* BEGIN *

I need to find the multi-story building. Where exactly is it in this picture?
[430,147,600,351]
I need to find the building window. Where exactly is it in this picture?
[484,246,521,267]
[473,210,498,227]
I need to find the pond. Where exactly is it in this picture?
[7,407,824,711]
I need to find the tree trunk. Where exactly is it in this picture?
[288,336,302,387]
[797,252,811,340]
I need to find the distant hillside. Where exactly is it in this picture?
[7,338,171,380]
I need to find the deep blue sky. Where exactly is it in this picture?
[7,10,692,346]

* END *
* BEGIN *

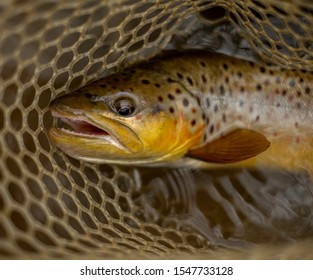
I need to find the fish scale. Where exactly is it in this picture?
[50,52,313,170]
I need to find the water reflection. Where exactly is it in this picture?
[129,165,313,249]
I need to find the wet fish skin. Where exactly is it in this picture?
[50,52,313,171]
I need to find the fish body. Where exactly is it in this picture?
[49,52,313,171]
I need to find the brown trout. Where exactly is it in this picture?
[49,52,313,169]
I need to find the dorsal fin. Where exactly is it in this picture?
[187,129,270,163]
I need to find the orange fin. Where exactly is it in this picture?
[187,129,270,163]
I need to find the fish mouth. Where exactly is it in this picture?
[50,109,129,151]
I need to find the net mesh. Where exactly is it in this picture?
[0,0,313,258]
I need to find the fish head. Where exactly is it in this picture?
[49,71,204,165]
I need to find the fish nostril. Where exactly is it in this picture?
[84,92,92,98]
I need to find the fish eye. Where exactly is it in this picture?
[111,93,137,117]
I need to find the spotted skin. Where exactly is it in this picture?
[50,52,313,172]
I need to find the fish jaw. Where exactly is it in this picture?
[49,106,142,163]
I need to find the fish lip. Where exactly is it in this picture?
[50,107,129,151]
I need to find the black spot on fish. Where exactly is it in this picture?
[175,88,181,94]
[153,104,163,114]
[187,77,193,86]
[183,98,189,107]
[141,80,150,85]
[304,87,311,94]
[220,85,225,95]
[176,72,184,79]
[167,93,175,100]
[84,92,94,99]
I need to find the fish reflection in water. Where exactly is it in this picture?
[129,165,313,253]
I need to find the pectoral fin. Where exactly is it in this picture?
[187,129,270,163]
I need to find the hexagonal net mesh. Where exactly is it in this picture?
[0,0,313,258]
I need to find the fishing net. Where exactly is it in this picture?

* END *

## Your instructions
Arrange everything in the data above from the line containing "I need to find the distant" down to the line containing "[7,338,171,380]" as a Markdown table with the columns Row and Line. Leave out blank lines.

## Answer for the task
| Row | Line |
|---|---|
| 1 | I need to find the distant hillside. Where exactly is it in this picture? |
| 2 | [7,338,171,380] |